_ACTION ITEM_
Omit the pictures and print exactly the lines of the listing below, starting at the first and ending at the line containing "locate: bacon bit".

_DATA UNDER STUDY_
[Start of Attachment]

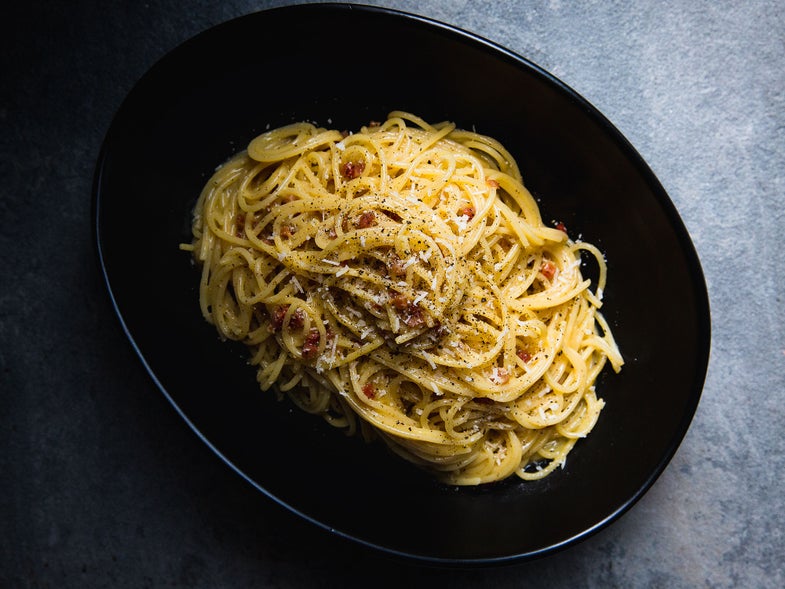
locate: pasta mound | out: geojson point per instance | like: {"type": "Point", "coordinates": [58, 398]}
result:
{"type": "Point", "coordinates": [399, 281]}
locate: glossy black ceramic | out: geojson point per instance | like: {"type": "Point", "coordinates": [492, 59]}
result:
{"type": "Point", "coordinates": [342, 66]}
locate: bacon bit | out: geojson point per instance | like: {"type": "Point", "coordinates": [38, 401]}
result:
{"type": "Point", "coordinates": [439, 330]}
{"type": "Point", "coordinates": [399, 300]}
{"type": "Point", "coordinates": [352, 170]}
{"type": "Point", "coordinates": [396, 266]}
{"type": "Point", "coordinates": [369, 390]}
{"type": "Point", "coordinates": [311, 344]}
{"type": "Point", "coordinates": [296, 320]}
{"type": "Point", "coordinates": [548, 269]}
{"type": "Point", "coordinates": [367, 219]}
{"type": "Point", "coordinates": [414, 317]}
{"type": "Point", "coordinates": [276, 317]}
{"type": "Point", "coordinates": [467, 211]}
{"type": "Point", "coordinates": [500, 376]}
{"type": "Point", "coordinates": [394, 216]}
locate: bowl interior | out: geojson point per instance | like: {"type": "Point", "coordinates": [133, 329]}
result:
{"type": "Point", "coordinates": [348, 65]}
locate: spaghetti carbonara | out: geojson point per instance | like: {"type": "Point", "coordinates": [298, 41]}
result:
{"type": "Point", "coordinates": [400, 282]}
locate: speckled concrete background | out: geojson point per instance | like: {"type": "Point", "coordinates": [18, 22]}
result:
{"type": "Point", "coordinates": [101, 485]}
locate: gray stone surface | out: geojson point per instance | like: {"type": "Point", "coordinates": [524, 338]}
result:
{"type": "Point", "coordinates": [101, 485]}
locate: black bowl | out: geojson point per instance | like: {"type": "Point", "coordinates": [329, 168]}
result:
{"type": "Point", "coordinates": [342, 66]}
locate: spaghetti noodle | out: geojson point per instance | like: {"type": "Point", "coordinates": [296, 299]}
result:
{"type": "Point", "coordinates": [399, 282]}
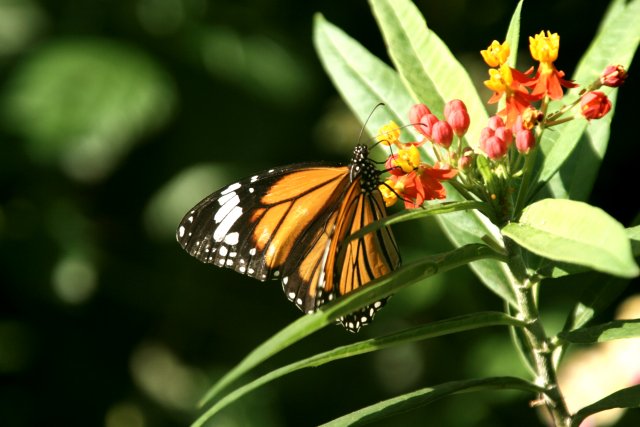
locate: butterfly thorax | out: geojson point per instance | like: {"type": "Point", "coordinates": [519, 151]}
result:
{"type": "Point", "coordinates": [362, 168]}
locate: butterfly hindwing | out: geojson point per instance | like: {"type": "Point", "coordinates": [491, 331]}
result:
{"type": "Point", "coordinates": [294, 223]}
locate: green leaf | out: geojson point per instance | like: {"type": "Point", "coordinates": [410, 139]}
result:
{"type": "Point", "coordinates": [599, 293]}
{"type": "Point", "coordinates": [614, 330]}
{"type": "Point", "coordinates": [84, 103]}
{"type": "Point", "coordinates": [361, 78]}
{"type": "Point", "coordinates": [574, 232]}
{"type": "Point", "coordinates": [374, 291]}
{"type": "Point", "coordinates": [513, 35]}
{"type": "Point", "coordinates": [586, 142]}
{"type": "Point", "coordinates": [427, 66]}
{"type": "Point", "coordinates": [428, 395]}
{"type": "Point", "coordinates": [634, 236]}
{"type": "Point", "coordinates": [431, 330]}
{"type": "Point", "coordinates": [625, 398]}
{"type": "Point", "coordinates": [421, 212]}
{"type": "Point", "coordinates": [364, 80]}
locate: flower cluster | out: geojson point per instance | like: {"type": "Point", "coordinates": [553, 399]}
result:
{"type": "Point", "coordinates": [521, 91]}
{"type": "Point", "coordinates": [411, 179]}
{"type": "Point", "coordinates": [487, 169]}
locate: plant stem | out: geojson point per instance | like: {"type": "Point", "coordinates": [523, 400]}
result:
{"type": "Point", "coordinates": [537, 341]}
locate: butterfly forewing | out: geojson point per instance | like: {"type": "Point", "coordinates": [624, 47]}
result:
{"type": "Point", "coordinates": [250, 225]}
{"type": "Point", "coordinates": [293, 223]}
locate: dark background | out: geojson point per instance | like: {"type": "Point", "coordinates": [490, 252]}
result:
{"type": "Point", "coordinates": [117, 116]}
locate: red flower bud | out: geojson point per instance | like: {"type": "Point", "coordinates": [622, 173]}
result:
{"type": "Point", "coordinates": [525, 140]}
{"type": "Point", "coordinates": [416, 113]}
{"type": "Point", "coordinates": [495, 122]}
{"type": "Point", "coordinates": [453, 105]}
{"type": "Point", "coordinates": [442, 133]}
{"type": "Point", "coordinates": [465, 161]}
{"type": "Point", "coordinates": [494, 147]}
{"type": "Point", "coordinates": [504, 134]}
{"type": "Point", "coordinates": [459, 121]}
{"type": "Point", "coordinates": [613, 76]}
{"type": "Point", "coordinates": [594, 105]}
{"type": "Point", "coordinates": [426, 124]}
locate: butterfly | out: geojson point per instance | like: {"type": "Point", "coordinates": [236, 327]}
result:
{"type": "Point", "coordinates": [292, 223]}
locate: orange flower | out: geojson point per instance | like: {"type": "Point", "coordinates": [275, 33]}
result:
{"type": "Point", "coordinates": [513, 85]}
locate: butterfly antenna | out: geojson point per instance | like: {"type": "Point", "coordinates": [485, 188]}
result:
{"type": "Point", "coordinates": [380, 104]}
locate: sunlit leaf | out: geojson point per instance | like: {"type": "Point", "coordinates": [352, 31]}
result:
{"type": "Point", "coordinates": [374, 291]}
{"type": "Point", "coordinates": [574, 232]}
{"type": "Point", "coordinates": [364, 80]}
{"type": "Point", "coordinates": [586, 142]}
{"type": "Point", "coordinates": [625, 398]}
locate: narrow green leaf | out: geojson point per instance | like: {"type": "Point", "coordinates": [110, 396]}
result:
{"type": "Point", "coordinates": [409, 401]}
{"type": "Point", "coordinates": [374, 291]}
{"type": "Point", "coordinates": [431, 330]}
{"type": "Point", "coordinates": [364, 80]}
{"type": "Point", "coordinates": [361, 78]}
{"type": "Point", "coordinates": [614, 330]}
{"type": "Point", "coordinates": [634, 236]}
{"type": "Point", "coordinates": [615, 43]}
{"type": "Point", "coordinates": [421, 212]}
{"type": "Point", "coordinates": [427, 66]}
{"type": "Point", "coordinates": [574, 232]}
{"type": "Point", "coordinates": [600, 292]}
{"type": "Point", "coordinates": [625, 398]}
{"type": "Point", "coordinates": [513, 35]}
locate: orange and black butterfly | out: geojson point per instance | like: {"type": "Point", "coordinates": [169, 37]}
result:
{"type": "Point", "coordinates": [291, 223]}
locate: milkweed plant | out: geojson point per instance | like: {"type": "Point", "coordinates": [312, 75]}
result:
{"type": "Point", "coordinates": [525, 223]}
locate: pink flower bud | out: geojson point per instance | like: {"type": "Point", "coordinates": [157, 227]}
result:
{"type": "Point", "coordinates": [525, 140]}
{"type": "Point", "coordinates": [453, 105]}
{"type": "Point", "coordinates": [494, 147]}
{"type": "Point", "coordinates": [459, 121]}
{"type": "Point", "coordinates": [594, 105]}
{"type": "Point", "coordinates": [613, 76]}
{"type": "Point", "coordinates": [465, 161]}
{"type": "Point", "coordinates": [442, 133]}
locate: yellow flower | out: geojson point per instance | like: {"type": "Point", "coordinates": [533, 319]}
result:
{"type": "Point", "coordinates": [545, 48]}
{"type": "Point", "coordinates": [496, 54]}
{"type": "Point", "coordinates": [388, 195]}
{"type": "Point", "coordinates": [500, 79]}
{"type": "Point", "coordinates": [389, 134]}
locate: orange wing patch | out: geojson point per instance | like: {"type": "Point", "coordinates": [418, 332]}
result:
{"type": "Point", "coordinates": [282, 224]}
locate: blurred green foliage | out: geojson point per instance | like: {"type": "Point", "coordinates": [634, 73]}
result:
{"type": "Point", "coordinates": [118, 116]}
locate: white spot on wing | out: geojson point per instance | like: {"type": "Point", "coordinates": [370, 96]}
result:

[End of Attachment]

_EXERCISE RESULT_
locate: pasta mound | out: geojson point per instance | like: {"type": "Point", "coordinates": [58, 398]}
result:
{"type": "Point", "coordinates": [399, 281]}
locate: glossy black ceramic | out: geojson point per instance | like: {"type": "Point", "coordinates": [492, 59]}
result:
{"type": "Point", "coordinates": [342, 66]}
locate: bacon bit | out: geojson point per instance | like: {"type": "Point", "coordinates": [38, 401]}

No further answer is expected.